§ What to produce:
Could you quote everything from "Vanessa Marshall is" down to "The Bad Batch." in the text about voice actress Vanessa Marshall?

§ Extract provided:
== Segment start ==

American voice actress

Vanessa Marshall is an American voice actress who is most active in films, cartoons and video games.

== Career ==
Prior to her career as a voice actor, Marshall attended Princeton University, majoring in English. She then attended graduate school at the New York University Tisch School of the Arts, attaining a masters in acting and learning different dialects, which Marshall credits for helping her in her voiceover career. She started voice acting after being discovered by a voice acting agent during a solo performance, where she was playing 15 different characters. One of her best known roles is her voice acting for the character Hera Syndulla in Star Wars Rebels. She reprised the role in Star Wars: The Bad Batch.

In July 2021, Marshall described Hera as a "strong, iconic female character", said that she brought together all the elements in her life into her voice acting as Hera, and argued that Hera became inspirational for her. Previously, she stated, in an April 2016 interview, that she brought her "convictions and...open heart" to each session in which she recorded as Hera, including her study of martial arts, and said the original Star Wars film in 1977 had a " huge impact" on her. In another interview, in March 2016, said she "secretly dedicated" her performance as Hera to her father, who is a pilot, noted her use of French language skills in the show, and joked that Sabine Wren was her "favorite character" in Rebels.

== Segment end ==

§ The data:
== Segment start ==

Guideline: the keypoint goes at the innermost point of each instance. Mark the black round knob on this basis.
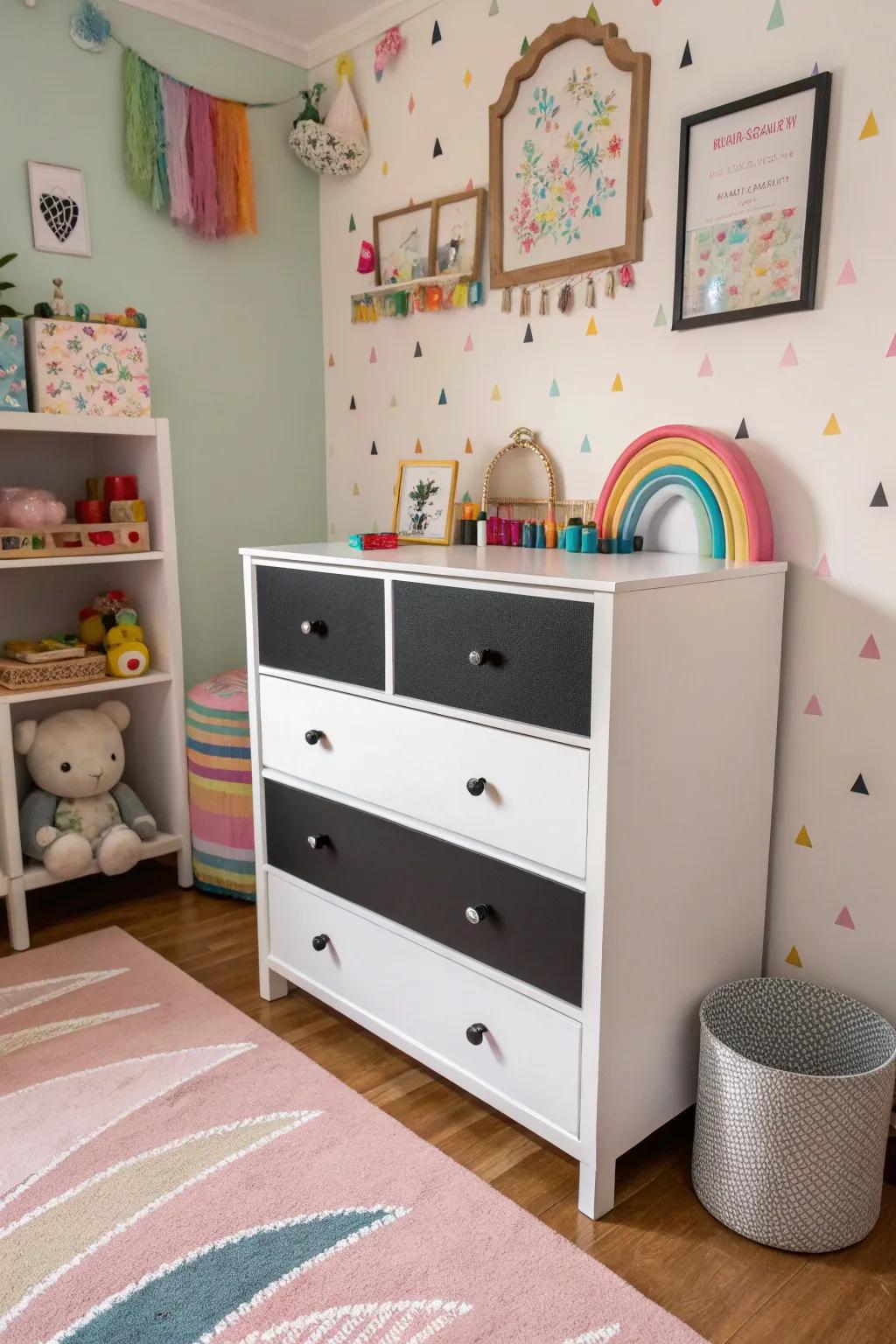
(476, 914)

== Segment end ==

§ Reply to the task:
Vanessa Marshall is an American voice actress who is most active in films, cartoons and video games.

== Career ==
Prior to her career as a voice actor, Marshall attended Princeton University, majoring in English. She then attended graduate school at the New York University Tisch School of the Arts, attaining a masters in acting and learning different dialects, which Marshall credits for helping her in her voiceover career. She started voice acting after being discovered by a voice acting agent during a solo performance, where she was playing 15 different characters. One of her best known roles is her voice acting for the character Hera Syndulla in Star Wars Rebels. She reprised the role in Star Wars: The Bad Batch.